-- DATA FOR THIS EXERCISE follows --
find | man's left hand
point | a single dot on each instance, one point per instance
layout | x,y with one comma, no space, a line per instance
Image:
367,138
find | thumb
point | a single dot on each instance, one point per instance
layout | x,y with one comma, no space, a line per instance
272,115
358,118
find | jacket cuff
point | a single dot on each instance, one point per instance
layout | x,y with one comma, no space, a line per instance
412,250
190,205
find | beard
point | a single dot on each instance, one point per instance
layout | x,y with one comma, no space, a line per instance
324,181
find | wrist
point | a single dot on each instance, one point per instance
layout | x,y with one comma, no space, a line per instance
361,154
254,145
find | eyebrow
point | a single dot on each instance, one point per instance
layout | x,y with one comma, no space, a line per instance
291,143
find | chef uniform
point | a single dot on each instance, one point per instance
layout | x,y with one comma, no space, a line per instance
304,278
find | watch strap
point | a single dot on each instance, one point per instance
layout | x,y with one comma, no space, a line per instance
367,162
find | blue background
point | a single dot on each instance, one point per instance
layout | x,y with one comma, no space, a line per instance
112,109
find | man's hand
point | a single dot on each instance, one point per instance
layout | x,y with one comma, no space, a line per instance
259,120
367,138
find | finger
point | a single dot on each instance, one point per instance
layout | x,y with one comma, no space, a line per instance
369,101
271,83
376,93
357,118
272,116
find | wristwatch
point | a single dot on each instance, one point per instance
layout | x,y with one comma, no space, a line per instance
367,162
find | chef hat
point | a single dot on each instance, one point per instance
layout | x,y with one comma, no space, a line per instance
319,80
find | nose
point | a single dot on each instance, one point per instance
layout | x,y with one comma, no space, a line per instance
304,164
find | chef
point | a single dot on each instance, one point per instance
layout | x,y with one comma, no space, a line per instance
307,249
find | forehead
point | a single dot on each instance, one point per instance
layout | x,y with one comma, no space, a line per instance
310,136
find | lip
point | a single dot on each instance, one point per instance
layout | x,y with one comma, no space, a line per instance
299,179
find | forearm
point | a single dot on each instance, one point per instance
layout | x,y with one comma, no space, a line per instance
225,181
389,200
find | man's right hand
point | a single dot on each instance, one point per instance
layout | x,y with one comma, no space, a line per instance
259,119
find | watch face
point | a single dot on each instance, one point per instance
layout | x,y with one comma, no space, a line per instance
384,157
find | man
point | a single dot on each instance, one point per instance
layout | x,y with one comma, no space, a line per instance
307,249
-- DATA FOR THIS EXERCISE concluded --
■ **WHAT TO PRODUCE**
Wherever the string "hand" is found in the entries, copy the line it sits in.

■ **WRITTEN REPLY**
find | man's left hand
find | man's hand
find | man's right hand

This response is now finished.